### What is required
Can you repeat every line of the records below word for word, leaving out the pictures?
* * *
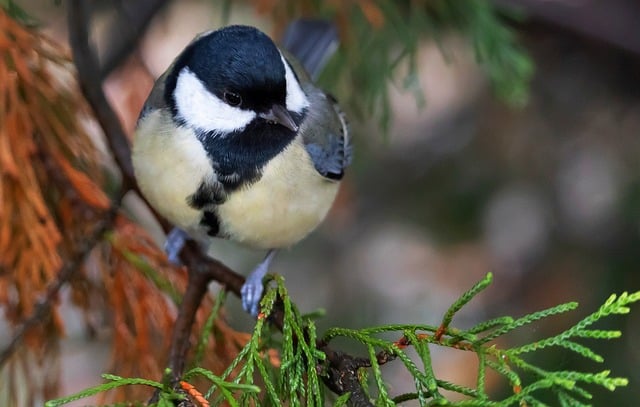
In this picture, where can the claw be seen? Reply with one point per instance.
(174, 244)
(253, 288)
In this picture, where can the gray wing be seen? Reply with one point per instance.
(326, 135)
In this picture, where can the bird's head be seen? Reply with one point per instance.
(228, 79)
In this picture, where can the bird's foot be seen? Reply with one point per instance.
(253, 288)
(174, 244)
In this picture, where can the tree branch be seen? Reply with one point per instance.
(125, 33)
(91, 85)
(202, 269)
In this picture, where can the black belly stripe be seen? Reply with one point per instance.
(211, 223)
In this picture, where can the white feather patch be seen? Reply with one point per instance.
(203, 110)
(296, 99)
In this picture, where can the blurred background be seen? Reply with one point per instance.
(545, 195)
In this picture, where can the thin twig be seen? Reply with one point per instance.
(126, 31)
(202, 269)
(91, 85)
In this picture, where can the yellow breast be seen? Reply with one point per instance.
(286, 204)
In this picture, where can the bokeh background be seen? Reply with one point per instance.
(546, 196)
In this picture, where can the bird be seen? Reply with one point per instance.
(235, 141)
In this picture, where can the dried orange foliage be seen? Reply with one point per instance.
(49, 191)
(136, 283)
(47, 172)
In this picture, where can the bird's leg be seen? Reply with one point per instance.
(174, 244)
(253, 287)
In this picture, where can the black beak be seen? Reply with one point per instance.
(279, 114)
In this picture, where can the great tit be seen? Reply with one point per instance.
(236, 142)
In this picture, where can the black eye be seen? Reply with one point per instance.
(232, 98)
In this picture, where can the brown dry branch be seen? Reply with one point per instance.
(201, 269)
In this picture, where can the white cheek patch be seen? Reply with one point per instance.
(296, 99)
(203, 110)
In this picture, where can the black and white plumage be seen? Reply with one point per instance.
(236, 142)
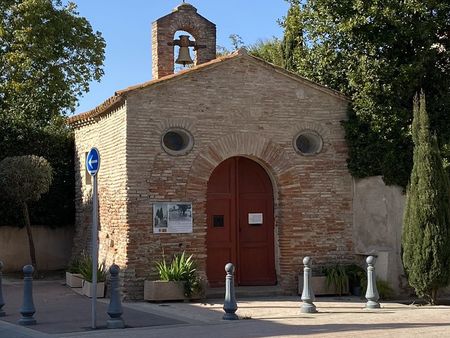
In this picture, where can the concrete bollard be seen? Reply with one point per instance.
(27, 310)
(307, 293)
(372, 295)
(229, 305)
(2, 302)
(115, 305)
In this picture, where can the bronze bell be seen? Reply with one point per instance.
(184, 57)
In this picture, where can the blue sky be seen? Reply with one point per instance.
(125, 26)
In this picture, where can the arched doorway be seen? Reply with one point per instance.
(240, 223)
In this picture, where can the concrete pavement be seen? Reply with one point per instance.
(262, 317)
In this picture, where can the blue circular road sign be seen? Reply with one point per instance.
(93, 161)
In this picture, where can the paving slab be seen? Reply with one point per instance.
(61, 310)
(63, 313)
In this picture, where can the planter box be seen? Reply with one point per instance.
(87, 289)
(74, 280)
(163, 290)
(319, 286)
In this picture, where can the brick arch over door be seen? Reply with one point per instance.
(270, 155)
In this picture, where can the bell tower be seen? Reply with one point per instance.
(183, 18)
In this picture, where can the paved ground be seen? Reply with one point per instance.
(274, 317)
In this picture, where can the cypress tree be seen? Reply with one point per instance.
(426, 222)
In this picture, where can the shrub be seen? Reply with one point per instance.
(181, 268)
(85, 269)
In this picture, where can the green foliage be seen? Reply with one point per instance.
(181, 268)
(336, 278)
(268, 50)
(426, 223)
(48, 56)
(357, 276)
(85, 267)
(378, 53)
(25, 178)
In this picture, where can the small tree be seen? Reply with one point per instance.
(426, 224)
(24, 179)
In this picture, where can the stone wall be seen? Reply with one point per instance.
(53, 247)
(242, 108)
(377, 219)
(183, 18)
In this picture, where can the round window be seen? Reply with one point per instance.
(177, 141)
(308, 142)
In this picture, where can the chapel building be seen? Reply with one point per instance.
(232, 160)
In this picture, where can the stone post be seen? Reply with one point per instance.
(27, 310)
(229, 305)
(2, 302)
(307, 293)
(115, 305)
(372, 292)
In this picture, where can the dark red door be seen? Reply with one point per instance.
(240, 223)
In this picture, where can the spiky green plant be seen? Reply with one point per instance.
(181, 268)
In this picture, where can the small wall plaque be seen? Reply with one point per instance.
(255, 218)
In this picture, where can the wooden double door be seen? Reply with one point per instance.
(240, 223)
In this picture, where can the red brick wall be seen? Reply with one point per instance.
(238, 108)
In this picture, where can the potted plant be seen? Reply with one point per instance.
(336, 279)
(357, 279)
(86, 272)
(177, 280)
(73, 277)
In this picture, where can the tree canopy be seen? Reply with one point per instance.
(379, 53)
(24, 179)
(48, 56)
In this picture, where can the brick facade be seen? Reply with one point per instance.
* * *
### Finished answer
In this picture, where can the claw be seen? Reply with one point per instance.
(174, 244)
(253, 288)
In this picture, where can the gray wing be seen? Reply with one point per instance.
(326, 135)
In this picture, where can the bird's head be seen? Reply with one point per instance.
(228, 79)
In this picture, where can the bird's foot be seen? Reply with one point per instance.
(253, 288)
(174, 244)
In this picture, where can the tree branch be seen? Reply with one point per instance.
(125, 33)
(91, 85)
(202, 269)
In this picture, where can the black belly stripe be seen? Reply with one point per instance.
(211, 223)
In this picture, where can the white feather patch be seen? Reply with one point per instance.
(203, 110)
(296, 99)
In this picture, where can the blurred background be seen? Reply with one point per instance.
(545, 195)
In this picture, where can the thin twig be seen? Reply with one point per instance.
(126, 31)
(202, 269)
(91, 85)
In this picture, where can the yellow breast be seen? Reply with one point per instance.
(286, 204)
In this picture, where can the bokeh background be seen? Reply with one point per instance.
(546, 196)
In this picture, where can the bird be seen? Reply with one point per instance.
(235, 141)
In this picture, where can the dried orange foliage be seen? Reply with one point per instance.
(49, 191)
(136, 283)
(47, 172)
In this picture, where can the bird's leg be seen? Reply with one point per instance.
(174, 244)
(253, 287)
In this picture, where can the black beak be seen? Reply with one point per instance.
(279, 114)
In this picture, where can the great tit be seen? Reply with one point per instance.
(236, 142)
In this picture, where can the black eye be seen? Reply with one point per instance.
(232, 98)
In this picture, where can the brown dry branch be seen? Reply with one point per instance.
(201, 269)
In this picture, where can the white cheek patch be seen? Reply with one point per instance.
(296, 99)
(203, 110)
In this picture, where can the black and white plumage be seen? Reply with one point per instance.
(236, 142)
In this picture, where can the concrete bollard be seen? Reply with one point per instance.
(27, 310)
(307, 293)
(372, 295)
(229, 305)
(2, 302)
(115, 305)
In this picture, where can the bronze bell be seen? Reply with one point per instance.
(184, 57)
In this picture, where can the blue sky be seen? Reply with one point per instance.
(125, 26)
In this picture, where can the arched doorway be seen? Reply with one point per instance.
(240, 223)
In this picture, where can the concrete pavement be seen? Reply with one point per instance.
(262, 317)
In this picture, where can the blue circular road sign be seen? Reply with one point per instance.
(93, 161)
In this picture, where can the paving slab be seen? Reply with one point per instance.
(61, 310)
(63, 313)
In this picture, where can the planter box be seen? Reply with one point per instance.
(87, 289)
(74, 280)
(163, 290)
(319, 286)
In this picture, where can the brick arch over door be seen? Reply with one point per instance.
(270, 155)
In this picture, where can the bell tower be seen? Reply with one point per instance.
(183, 18)
In this picture, where can the paved ground be seen? Reply with one point per instance.
(274, 317)
In this picture, where can the cypress tree be seen? Reply with one point per instance.
(426, 222)
In this picture, where can the shrub be seen? Reply with one point per instance.
(181, 268)
(85, 269)
In this picture, where can the green foliage be seen? Reply with one point per instance.
(181, 268)
(336, 278)
(268, 50)
(426, 223)
(48, 56)
(357, 276)
(85, 267)
(378, 53)
(25, 178)
In this picture, where can the small tree be seen? Reply with one point per instance.
(426, 224)
(24, 179)
In this picture, where can the stone wall be seen? Reply with one point per instance.
(53, 247)
(242, 108)
(377, 219)
(183, 18)
In this picture, where can the round window be seen? Reply with one point per instance.
(177, 141)
(308, 142)
In this picture, where can the chapel building be seen? Reply with one point per instance.
(232, 160)
In this picture, where can the stone post be seen? Reply with one point per instance.
(27, 310)
(229, 305)
(2, 302)
(307, 293)
(115, 305)
(372, 292)
In this picture, where can the dark red door be seen? Reply with one point per instance.
(240, 223)
In this picture, where can the spiky green plant be seen? Reply with one point per instance.
(181, 268)
In this picture, where can the small wall plaque be seen? Reply with one point per instance.
(255, 218)
In this picture, where can the wooden double door be seen? Reply with one point per instance.
(240, 223)
In this picture, where can the red brick wall be seen? Reply with one point per instance.
(238, 108)
In this picture, where can the potted plant be seen? Reply with one point per instance.
(336, 279)
(357, 279)
(86, 272)
(177, 280)
(73, 277)
In this picture, where can the tree canopy be seen? Reply with one point per instance.
(379, 53)
(24, 179)
(48, 56)
In this picture, where can the brick facade be seen? Reply with one point per instance.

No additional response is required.